**Entradas de un conjunto de datos de anotación:**

....

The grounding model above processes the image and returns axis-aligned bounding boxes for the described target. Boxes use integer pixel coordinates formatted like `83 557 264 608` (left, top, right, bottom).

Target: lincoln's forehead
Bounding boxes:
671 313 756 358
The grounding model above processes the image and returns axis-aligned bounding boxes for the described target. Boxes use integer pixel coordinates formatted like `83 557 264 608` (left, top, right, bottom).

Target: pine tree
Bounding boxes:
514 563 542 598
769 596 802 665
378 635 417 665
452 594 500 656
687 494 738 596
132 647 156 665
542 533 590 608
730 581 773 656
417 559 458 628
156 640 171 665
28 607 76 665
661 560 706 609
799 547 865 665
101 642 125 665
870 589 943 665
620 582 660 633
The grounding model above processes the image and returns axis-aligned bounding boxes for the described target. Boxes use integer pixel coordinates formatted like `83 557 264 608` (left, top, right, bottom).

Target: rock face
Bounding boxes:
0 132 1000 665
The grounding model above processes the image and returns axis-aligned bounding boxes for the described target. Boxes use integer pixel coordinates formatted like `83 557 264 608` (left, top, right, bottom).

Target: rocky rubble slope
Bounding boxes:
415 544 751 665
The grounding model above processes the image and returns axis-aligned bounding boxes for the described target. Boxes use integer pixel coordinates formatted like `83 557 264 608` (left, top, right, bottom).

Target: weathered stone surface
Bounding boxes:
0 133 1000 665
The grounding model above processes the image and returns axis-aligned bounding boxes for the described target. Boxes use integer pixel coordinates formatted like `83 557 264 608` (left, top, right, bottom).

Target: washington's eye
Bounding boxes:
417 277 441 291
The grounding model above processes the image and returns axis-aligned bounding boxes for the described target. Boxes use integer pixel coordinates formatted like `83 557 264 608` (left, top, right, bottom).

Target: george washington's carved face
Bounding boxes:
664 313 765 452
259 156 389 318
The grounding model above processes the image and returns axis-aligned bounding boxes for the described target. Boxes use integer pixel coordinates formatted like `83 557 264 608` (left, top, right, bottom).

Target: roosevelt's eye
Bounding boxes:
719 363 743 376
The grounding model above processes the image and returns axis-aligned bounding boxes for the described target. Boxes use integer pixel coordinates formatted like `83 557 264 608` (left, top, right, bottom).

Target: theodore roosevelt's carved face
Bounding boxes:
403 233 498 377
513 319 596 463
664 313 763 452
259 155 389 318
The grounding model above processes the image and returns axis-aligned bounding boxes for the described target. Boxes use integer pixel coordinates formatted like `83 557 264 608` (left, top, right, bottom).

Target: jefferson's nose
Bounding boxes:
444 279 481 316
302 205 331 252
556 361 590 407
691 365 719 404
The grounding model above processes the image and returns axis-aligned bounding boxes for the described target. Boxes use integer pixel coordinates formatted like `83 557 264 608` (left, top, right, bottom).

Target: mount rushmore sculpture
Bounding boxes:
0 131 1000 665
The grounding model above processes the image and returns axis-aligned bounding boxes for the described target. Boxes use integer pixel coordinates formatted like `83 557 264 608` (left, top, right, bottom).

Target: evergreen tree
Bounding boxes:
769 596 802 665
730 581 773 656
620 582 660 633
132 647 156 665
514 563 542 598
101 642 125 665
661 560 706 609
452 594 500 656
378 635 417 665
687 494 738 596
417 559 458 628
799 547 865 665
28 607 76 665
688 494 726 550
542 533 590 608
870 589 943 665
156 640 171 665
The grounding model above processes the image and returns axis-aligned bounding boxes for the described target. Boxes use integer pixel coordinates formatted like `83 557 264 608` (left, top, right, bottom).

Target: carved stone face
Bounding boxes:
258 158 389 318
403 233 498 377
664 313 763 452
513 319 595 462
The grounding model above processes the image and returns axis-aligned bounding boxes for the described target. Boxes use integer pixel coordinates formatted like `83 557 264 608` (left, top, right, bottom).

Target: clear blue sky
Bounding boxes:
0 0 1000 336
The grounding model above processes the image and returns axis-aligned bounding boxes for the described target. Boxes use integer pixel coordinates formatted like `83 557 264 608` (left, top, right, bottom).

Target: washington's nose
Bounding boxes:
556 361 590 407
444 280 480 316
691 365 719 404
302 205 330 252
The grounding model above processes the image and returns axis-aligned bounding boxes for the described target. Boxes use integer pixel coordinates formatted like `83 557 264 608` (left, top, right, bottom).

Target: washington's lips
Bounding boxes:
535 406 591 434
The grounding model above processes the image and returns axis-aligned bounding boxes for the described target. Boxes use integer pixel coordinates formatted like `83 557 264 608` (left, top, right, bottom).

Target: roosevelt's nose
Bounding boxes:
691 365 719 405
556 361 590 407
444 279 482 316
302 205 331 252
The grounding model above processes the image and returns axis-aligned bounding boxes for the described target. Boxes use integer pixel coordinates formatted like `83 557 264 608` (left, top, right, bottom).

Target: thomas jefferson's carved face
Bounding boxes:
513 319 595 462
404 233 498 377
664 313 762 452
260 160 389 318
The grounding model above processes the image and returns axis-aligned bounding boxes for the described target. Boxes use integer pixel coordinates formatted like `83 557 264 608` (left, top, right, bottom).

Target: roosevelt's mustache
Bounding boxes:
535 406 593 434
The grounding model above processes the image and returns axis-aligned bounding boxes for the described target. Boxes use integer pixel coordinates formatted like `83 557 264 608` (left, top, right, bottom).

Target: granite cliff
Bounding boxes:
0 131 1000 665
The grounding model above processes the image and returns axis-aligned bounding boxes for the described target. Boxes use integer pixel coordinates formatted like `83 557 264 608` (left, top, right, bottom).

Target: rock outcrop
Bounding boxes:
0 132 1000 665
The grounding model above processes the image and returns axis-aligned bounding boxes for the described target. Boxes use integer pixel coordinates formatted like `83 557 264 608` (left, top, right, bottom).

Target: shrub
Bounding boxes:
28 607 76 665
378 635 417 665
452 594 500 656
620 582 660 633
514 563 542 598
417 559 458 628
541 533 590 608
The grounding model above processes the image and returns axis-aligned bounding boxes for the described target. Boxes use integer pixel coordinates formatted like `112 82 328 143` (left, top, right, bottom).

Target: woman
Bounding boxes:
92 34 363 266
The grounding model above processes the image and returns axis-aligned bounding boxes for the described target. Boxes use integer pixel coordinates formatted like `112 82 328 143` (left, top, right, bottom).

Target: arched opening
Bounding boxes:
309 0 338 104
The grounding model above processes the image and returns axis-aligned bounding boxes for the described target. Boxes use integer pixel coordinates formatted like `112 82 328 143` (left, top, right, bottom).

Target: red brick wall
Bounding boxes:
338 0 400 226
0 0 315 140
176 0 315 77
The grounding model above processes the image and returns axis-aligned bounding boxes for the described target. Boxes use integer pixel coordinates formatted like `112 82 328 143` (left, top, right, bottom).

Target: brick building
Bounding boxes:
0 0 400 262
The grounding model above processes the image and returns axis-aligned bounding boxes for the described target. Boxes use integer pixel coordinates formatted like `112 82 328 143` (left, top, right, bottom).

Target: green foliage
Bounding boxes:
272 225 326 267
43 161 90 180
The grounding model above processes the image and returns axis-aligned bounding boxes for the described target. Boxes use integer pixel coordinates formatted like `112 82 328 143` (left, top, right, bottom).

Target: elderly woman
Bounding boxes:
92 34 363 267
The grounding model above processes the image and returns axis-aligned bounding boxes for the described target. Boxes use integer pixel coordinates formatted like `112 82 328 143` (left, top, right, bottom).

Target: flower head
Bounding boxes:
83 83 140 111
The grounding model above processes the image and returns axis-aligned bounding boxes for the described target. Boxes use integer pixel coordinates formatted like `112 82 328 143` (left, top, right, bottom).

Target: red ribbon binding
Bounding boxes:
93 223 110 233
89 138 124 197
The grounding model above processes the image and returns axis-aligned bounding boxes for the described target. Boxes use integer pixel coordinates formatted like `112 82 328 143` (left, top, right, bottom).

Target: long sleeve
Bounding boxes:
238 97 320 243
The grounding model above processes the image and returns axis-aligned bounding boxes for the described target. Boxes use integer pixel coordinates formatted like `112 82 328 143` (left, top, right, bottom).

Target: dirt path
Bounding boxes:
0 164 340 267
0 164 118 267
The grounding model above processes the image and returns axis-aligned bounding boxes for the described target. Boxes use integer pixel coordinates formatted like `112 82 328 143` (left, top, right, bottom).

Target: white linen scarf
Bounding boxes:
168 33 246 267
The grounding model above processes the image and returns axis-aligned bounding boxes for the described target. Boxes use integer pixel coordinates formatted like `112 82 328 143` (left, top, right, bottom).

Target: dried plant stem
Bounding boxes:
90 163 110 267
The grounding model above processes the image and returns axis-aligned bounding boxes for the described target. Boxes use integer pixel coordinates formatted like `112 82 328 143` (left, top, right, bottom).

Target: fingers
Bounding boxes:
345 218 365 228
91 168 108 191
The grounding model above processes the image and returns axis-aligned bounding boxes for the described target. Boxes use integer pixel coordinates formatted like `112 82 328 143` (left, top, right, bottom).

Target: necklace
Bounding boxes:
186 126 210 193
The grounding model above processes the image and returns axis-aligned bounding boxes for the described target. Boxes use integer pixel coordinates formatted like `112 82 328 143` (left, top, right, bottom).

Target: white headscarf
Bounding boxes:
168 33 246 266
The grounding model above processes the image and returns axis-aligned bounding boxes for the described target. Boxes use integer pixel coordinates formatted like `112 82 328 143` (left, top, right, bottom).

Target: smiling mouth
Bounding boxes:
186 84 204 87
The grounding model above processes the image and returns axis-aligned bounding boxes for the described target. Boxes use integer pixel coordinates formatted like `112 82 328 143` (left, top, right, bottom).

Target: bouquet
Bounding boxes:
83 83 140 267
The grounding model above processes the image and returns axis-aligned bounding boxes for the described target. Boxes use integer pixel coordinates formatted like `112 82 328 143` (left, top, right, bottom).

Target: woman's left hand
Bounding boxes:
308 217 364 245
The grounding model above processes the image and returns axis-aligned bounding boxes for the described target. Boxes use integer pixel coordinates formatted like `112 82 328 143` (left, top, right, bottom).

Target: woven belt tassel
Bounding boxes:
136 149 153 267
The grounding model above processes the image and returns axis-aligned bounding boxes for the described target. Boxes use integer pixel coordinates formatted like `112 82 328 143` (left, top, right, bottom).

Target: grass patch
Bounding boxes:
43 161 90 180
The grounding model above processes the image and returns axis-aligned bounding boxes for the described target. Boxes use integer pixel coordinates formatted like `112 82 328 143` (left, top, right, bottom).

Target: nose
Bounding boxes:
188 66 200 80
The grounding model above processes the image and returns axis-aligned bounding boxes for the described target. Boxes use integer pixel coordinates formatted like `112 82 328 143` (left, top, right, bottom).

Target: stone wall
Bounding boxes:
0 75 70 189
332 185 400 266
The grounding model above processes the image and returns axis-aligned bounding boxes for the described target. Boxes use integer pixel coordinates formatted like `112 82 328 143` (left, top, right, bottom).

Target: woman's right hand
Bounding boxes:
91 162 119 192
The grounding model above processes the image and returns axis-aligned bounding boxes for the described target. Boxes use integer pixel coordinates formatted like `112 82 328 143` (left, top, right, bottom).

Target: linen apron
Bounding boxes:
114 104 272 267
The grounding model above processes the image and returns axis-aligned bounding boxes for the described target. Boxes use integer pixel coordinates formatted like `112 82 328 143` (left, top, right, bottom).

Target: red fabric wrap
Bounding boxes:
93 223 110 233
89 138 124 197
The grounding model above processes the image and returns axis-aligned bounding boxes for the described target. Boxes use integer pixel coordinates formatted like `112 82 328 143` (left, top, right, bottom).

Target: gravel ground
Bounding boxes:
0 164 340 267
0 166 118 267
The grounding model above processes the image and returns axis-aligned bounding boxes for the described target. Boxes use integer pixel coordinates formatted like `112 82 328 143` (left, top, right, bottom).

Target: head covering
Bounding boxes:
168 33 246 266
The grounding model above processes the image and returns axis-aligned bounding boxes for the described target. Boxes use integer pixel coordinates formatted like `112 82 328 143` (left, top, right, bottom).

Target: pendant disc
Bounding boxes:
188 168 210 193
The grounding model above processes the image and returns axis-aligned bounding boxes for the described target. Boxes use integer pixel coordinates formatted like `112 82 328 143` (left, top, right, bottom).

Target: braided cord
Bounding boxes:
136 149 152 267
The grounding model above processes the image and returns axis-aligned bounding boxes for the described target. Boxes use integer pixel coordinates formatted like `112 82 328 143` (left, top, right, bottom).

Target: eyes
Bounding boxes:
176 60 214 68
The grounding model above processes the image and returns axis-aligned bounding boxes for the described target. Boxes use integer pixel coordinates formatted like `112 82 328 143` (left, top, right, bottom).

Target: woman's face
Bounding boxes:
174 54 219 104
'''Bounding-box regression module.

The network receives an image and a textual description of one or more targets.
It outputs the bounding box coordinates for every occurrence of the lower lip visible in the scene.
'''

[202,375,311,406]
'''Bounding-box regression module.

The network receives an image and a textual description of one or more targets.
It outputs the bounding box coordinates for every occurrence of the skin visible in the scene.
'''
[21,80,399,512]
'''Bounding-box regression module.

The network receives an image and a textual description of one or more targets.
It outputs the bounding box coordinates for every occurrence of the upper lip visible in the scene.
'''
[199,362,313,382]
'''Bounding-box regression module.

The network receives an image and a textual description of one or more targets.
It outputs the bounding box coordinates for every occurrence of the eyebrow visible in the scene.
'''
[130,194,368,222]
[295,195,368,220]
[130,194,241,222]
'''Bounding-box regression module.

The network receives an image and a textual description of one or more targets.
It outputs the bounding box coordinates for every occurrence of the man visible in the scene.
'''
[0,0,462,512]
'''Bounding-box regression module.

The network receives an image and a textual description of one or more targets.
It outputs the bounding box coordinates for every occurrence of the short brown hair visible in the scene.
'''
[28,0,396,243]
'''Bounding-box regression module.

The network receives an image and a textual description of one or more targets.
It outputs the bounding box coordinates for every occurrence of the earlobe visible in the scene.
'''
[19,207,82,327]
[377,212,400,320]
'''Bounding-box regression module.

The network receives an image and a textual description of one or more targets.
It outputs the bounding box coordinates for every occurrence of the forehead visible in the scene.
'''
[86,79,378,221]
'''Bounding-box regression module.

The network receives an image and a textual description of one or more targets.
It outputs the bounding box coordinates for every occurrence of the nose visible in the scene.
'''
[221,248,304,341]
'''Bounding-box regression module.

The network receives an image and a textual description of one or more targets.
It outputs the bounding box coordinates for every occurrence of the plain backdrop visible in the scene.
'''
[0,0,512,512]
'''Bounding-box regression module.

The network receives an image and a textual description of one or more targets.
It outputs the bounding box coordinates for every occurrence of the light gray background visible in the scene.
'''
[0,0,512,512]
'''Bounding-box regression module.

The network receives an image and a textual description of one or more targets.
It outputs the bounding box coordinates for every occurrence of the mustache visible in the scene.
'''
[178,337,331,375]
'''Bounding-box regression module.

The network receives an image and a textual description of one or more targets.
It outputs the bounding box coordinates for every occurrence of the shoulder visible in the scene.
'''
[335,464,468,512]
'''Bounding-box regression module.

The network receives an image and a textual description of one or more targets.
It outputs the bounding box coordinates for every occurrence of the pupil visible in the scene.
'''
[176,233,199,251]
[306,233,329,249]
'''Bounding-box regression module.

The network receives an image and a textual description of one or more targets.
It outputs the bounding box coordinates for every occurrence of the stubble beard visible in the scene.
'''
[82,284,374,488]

....

**Objetivo:**
Actualiza los datos desde el comienzo hasta la línea que contiene "415 544 751 665", esta incluida, cambiando "pine tree" por "fir tree" y sin tocar nada más. Devuelve únicamente ese tramo.

**Respuesta:**
The grounding model above processes the image and returns axis-aligned bounding boxes for the described target. Boxes use integer pixel coordinates formatted like `83 557 264 608` (left, top, right, bottom).

Target: lincoln's forehead
Bounding boxes:
671 313 756 358
The grounding model above processes the image and returns axis-aligned bounding boxes for the described target. Boxes use integer pixel coordinates formatted like `83 557 264 608` (left, top, right, bottom).

Target: fir tree
Bounding boxes:
514 563 542 598
769 596 802 665
378 635 417 665
452 594 500 656
687 494 738 596
132 647 156 665
542 533 590 608
730 581 773 656
417 559 458 628
156 640 171 665
28 607 76 665
661 560 706 609
799 547 865 665
101 642 125 665
870 589 943 665
620 582 660 633
The grounding model above processes the image and returns axis-aligned bounding boxes for the described target. Boxes use integer pixel coordinates formatted like `83 557 264 608` (left, top, right, bottom).

Target: rock face
Bounding boxes:
0 132 1000 665
The grounding model above processes the image and returns axis-aligned bounding boxes for the described target. Boxes use integer pixel coordinates formatted like `83 557 264 608` (left, top, right, bottom).

Target: rocky rubble slope
Bounding boxes:
415 544 751 665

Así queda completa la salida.